[TASK REQUIREMENTS]
The records below must be written out exactly, with every picture left behind.

---

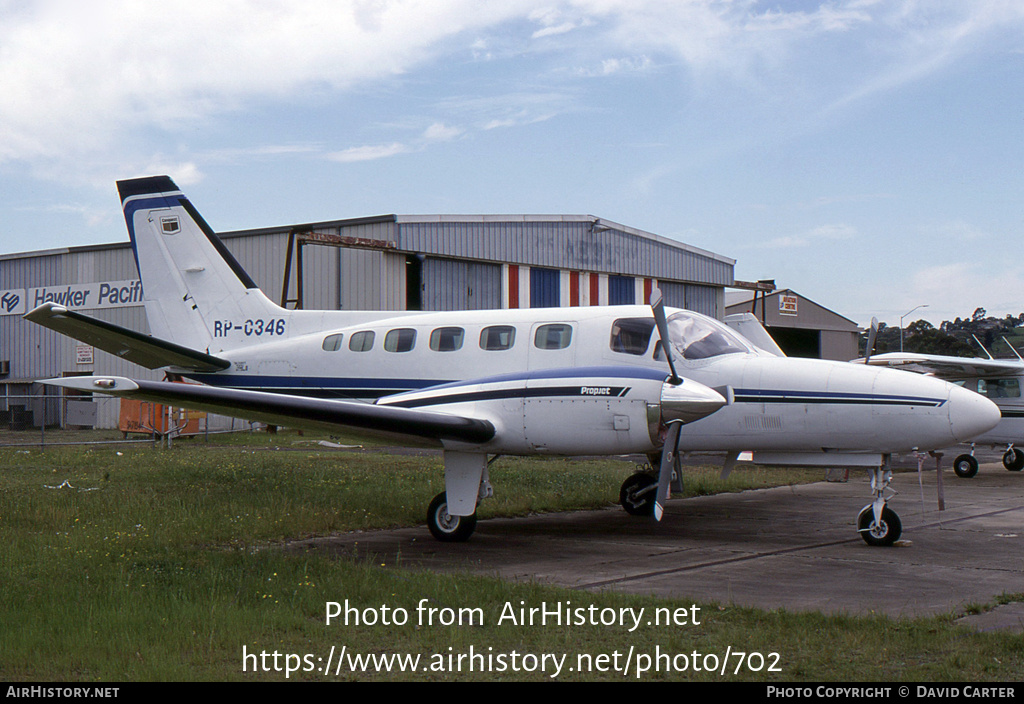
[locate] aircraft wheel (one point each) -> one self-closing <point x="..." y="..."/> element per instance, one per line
<point x="633" y="496"/>
<point x="1014" y="459"/>
<point x="965" y="466"/>
<point x="445" y="527"/>
<point x="884" y="533"/>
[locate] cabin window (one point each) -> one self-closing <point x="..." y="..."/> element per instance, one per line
<point x="554" y="337"/>
<point x="332" y="343"/>
<point x="999" y="388"/>
<point x="631" y="336"/>
<point x="446" y="339"/>
<point x="498" y="338"/>
<point x="399" y="340"/>
<point x="361" y="342"/>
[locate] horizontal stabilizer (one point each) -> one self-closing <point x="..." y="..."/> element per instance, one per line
<point x="422" y="427"/>
<point x="945" y="366"/>
<point x="144" y="350"/>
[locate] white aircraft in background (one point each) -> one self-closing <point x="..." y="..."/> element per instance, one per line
<point x="549" y="381"/>
<point x="998" y="380"/>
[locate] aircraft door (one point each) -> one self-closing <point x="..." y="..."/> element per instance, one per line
<point x="552" y="346"/>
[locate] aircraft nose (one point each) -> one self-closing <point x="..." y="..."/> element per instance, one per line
<point x="970" y="414"/>
<point x="689" y="401"/>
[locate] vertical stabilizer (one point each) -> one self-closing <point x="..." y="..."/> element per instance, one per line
<point x="196" y="292"/>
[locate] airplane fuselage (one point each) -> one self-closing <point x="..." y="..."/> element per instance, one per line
<point x="600" y="400"/>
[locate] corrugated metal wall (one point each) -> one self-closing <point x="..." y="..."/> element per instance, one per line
<point x="566" y="245"/>
<point x="455" y="284"/>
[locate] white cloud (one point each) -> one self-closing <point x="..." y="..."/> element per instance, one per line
<point x="834" y="232"/>
<point x="438" y="132"/>
<point x="368" y="154"/>
<point x="92" y="82"/>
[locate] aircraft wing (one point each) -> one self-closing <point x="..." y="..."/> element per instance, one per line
<point x="408" y="425"/>
<point x="947" y="367"/>
<point x="144" y="350"/>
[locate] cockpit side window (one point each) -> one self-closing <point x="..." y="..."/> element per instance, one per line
<point x="999" y="388"/>
<point x="631" y="336"/>
<point x="553" y="337"/>
<point x="696" y="337"/>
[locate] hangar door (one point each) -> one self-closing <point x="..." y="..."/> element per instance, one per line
<point x="461" y="284"/>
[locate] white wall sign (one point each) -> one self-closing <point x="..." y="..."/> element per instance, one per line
<point x="787" y="304"/>
<point x="74" y="296"/>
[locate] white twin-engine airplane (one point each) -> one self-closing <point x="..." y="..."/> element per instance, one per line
<point x="549" y="381"/>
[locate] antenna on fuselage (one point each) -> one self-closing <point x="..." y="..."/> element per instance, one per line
<point x="982" y="346"/>
<point x="1014" y="349"/>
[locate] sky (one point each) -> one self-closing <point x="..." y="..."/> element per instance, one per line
<point x="866" y="154"/>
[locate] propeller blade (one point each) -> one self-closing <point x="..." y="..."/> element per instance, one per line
<point x="657" y="305"/>
<point x="665" y="470"/>
<point x="869" y="350"/>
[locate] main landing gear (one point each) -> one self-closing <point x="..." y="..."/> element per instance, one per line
<point x="452" y="515"/>
<point x="1013" y="459"/>
<point x="966" y="466"/>
<point x="445" y="527"/>
<point x="877" y="523"/>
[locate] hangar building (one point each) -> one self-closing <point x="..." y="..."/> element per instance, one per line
<point x="799" y="325"/>
<point x="391" y="262"/>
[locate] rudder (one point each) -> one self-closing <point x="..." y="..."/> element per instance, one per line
<point x="195" y="291"/>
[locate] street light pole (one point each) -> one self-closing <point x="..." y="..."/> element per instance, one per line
<point x="925" y="305"/>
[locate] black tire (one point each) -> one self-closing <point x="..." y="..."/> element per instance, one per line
<point x="884" y="534"/>
<point x="1014" y="459"/>
<point x="965" y="467"/>
<point x="634" y="498"/>
<point x="445" y="527"/>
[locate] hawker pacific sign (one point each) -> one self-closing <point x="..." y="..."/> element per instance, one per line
<point x="75" y="296"/>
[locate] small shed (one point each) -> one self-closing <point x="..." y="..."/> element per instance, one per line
<point x="799" y="325"/>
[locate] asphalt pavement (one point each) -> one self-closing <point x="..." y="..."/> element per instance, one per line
<point x="792" y="547"/>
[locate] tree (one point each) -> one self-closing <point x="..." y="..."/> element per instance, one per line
<point x="923" y="338"/>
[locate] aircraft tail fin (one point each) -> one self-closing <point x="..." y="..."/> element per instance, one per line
<point x="196" y="292"/>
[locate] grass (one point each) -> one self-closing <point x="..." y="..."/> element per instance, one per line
<point x="156" y="565"/>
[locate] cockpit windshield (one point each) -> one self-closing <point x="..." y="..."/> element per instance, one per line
<point x="696" y="337"/>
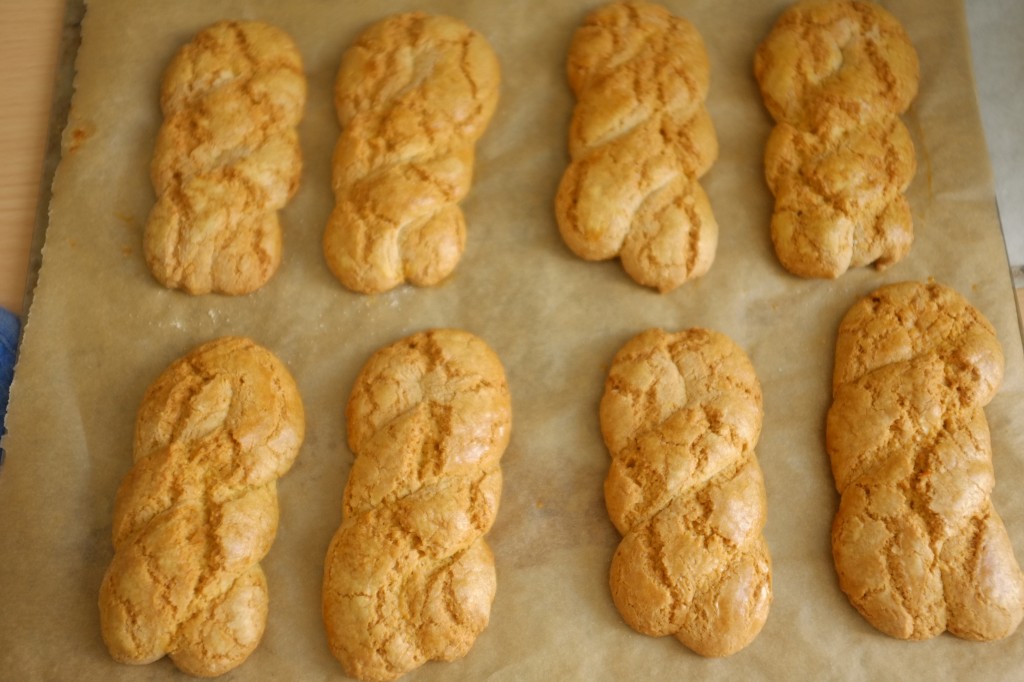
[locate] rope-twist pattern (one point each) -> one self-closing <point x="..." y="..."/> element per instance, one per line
<point x="836" y="75"/>
<point x="639" y="139"/>
<point x="681" y="415"/>
<point x="226" y="159"/>
<point x="199" y="509"/>
<point x="918" y="545"/>
<point x="413" y="95"/>
<point x="409" y="576"/>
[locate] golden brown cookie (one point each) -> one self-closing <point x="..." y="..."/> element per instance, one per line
<point x="919" y="547"/>
<point x="836" y="75"/>
<point x="832" y="62"/>
<point x="199" y="510"/>
<point x="640" y="137"/>
<point x="409" y="577"/>
<point x="414" y="93"/>
<point x="839" y="197"/>
<point x="681" y="415"/>
<point x="226" y="159"/>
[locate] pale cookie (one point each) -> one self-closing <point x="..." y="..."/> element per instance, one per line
<point x="918" y="546"/>
<point x="413" y="95"/>
<point x="199" y="510"/>
<point x="839" y="197"/>
<point x="639" y="139"/>
<point x="836" y="75"/>
<point x="836" y="62"/>
<point x="226" y="159"/>
<point x="681" y="415"/>
<point x="409" y="577"/>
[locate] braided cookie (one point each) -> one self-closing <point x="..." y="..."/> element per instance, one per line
<point x="413" y="94"/>
<point x="836" y="75"/>
<point x="839" y="197"/>
<point x="199" y="510"/>
<point x="919" y="547"/>
<point x="639" y="139"/>
<point x="226" y="159"/>
<point x="681" y="415"/>
<point x="409" y="577"/>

---

[FINISHED EXERCISE]
[locate] aircraft wheel (one point each) -> one self-closing <point x="..." y="..."/> element per instance, one per line
<point x="633" y="496"/>
<point x="1014" y="459"/>
<point x="965" y="466"/>
<point x="445" y="527"/>
<point x="884" y="533"/>
[locate] cabin window (one point each) -> one self-closing <point x="..." y="..."/> element per instance, one per line
<point x="554" y="337"/>
<point x="332" y="343"/>
<point x="999" y="388"/>
<point x="631" y="336"/>
<point x="446" y="339"/>
<point x="498" y="338"/>
<point x="399" y="340"/>
<point x="361" y="342"/>
[locate] horizontal stabilizer (one point each) -> one self-closing <point x="..." y="..."/> element per instance, one per line
<point x="422" y="427"/>
<point x="945" y="366"/>
<point x="144" y="350"/>
[locate] white aircraft in background (one point each) -> one self-closing <point x="..." y="..."/> element per instance, one per line
<point x="549" y="381"/>
<point x="998" y="380"/>
[locate] aircraft door (one point each) -> one self-closing <point x="..." y="..."/> element per instance, one per line
<point x="552" y="346"/>
[locate] aircraft nose (one point each) -> one self-closing <point x="..." y="..."/> element per instance, one per line
<point x="970" y="414"/>
<point x="689" y="401"/>
[locate] vertical stabilizer (one point each) -> one self-closing <point x="..." y="..."/> element per instance, one per line
<point x="196" y="292"/>
[locate] airplane fuselage (one point each) -> one self-closing <point x="..." y="..."/> element per instance, one per line
<point x="600" y="400"/>
[locate] corrugated metal wall (one point each) -> one self-closing <point x="..." y="..."/> element per instance, one per line
<point x="566" y="245"/>
<point x="455" y="284"/>
[locate] white cloud (one point each) -> one self-closing <point x="..." y="..."/> element per instance, one per line
<point x="834" y="232"/>
<point x="438" y="132"/>
<point x="368" y="154"/>
<point x="92" y="82"/>
[locate] aircraft wing (one point each) -> one self-closing <point x="..." y="..."/> element per instance, one per line
<point x="408" y="425"/>
<point x="947" y="367"/>
<point x="144" y="350"/>
[locate] cockpit side window (one point each) -> one self-closing <point x="..." y="..."/> element per instance, one per line
<point x="999" y="388"/>
<point x="631" y="336"/>
<point x="553" y="337"/>
<point x="696" y="337"/>
[locate] hangar door (one point each) -> one self-closing <point x="..." y="..."/> element per instance, one per line
<point x="461" y="284"/>
[locate] white wall sign (one point each) -> one self-closing <point x="..." y="..."/> element per instance, one per line
<point x="787" y="304"/>
<point x="74" y="296"/>
[locate] white twin-engine airplane (one point each) -> one self-closing <point x="..." y="..."/> element per instance, one per line
<point x="549" y="381"/>
[locate] antenna on fuselage (one point each) -> one self-closing <point x="..." y="..."/> element per instance, one per line
<point x="982" y="346"/>
<point x="1014" y="349"/>
[locate] sky (one point each) -> one self-closing <point x="..." y="..."/> element per instance, one per line
<point x="866" y="154"/>
[locate] propeller blade (one point each) -> one self-closing <point x="..." y="..."/> element per instance, one per line
<point x="657" y="305"/>
<point x="665" y="470"/>
<point x="869" y="350"/>
[locate] main landing gear (one point each) -> one self-closing <point x="..." y="..."/> element per instance, one per line
<point x="452" y="515"/>
<point x="1013" y="459"/>
<point x="966" y="466"/>
<point x="445" y="527"/>
<point x="877" y="523"/>
[locate] hangar building (one point each) -> one self-closing <point x="..." y="..."/> element per instance, one per line
<point x="799" y="325"/>
<point x="391" y="262"/>
[locate] rudder (one point each) -> one self-closing <point x="..." y="..."/> element per instance, one per line
<point x="195" y="291"/>
[locate] street light pole (one point each) -> one self-closing <point x="..." y="..."/> element per instance, one per line
<point x="925" y="305"/>
[locate] black tire (one point each) -> one self-closing <point x="..." y="..."/> element per instance, one per line
<point x="884" y="534"/>
<point x="1014" y="459"/>
<point x="965" y="467"/>
<point x="634" y="498"/>
<point x="445" y="527"/>
[locate] hawker pacific sign (one point each) -> one self-closing <point x="..." y="..."/> element per instance, one per line
<point x="75" y="296"/>
[locate] small shed (one point each) -> one self-closing <point x="..." y="..."/> element per instance, one per line
<point x="799" y="325"/>
[locate] asphalt pavement (one point each) -> one self-closing <point x="..." y="..."/> element per instance, one per line
<point x="792" y="547"/>
[locate] tree (one point each) -> one self-closing <point x="..." y="..."/> element per instance, one per line
<point x="923" y="338"/>
[locate] aircraft tail fin (one point each) -> one self-closing <point x="..." y="..."/> element per instance, one per line
<point x="196" y="292"/>
[locate] grass (one point each) -> one self-closing <point x="..." y="..."/> element per instance, one per line
<point x="156" y="565"/>
[locate] cockpit windshield (one point each) -> one self-closing <point x="..." y="..."/> element per instance, one per line
<point x="696" y="337"/>
[locate] rope-twist pattern (one point each) -> one self-closing <point x="..." y="..."/> element per instance, one per line
<point x="836" y="75"/>
<point x="639" y="139"/>
<point x="681" y="415"/>
<point x="226" y="159"/>
<point x="199" y="509"/>
<point x="918" y="545"/>
<point x="413" y="95"/>
<point x="409" y="576"/>
[locate] golden brown cookie (one point each) -> one self-closing <point x="..." y="..."/> element per instance, one per line
<point x="919" y="547"/>
<point x="836" y="75"/>
<point x="832" y="62"/>
<point x="199" y="510"/>
<point x="640" y="137"/>
<point x="409" y="577"/>
<point x="414" y="93"/>
<point x="839" y="197"/>
<point x="681" y="415"/>
<point x="226" y="159"/>
[locate] pale cookie (one point each) -> one self-closing <point x="..." y="..."/> element per instance, one per line
<point x="918" y="546"/>
<point x="413" y="95"/>
<point x="199" y="510"/>
<point x="839" y="197"/>
<point x="639" y="139"/>
<point x="836" y="75"/>
<point x="836" y="62"/>
<point x="226" y="159"/>
<point x="681" y="415"/>
<point x="409" y="577"/>
[locate] braided cookie (one point each) -> one self-closing <point x="..." y="..."/> element per instance, one per line
<point x="413" y="94"/>
<point x="836" y="75"/>
<point x="839" y="197"/>
<point x="199" y="510"/>
<point x="919" y="547"/>
<point x="639" y="139"/>
<point x="226" y="159"/>
<point x="681" y="415"/>
<point x="409" y="577"/>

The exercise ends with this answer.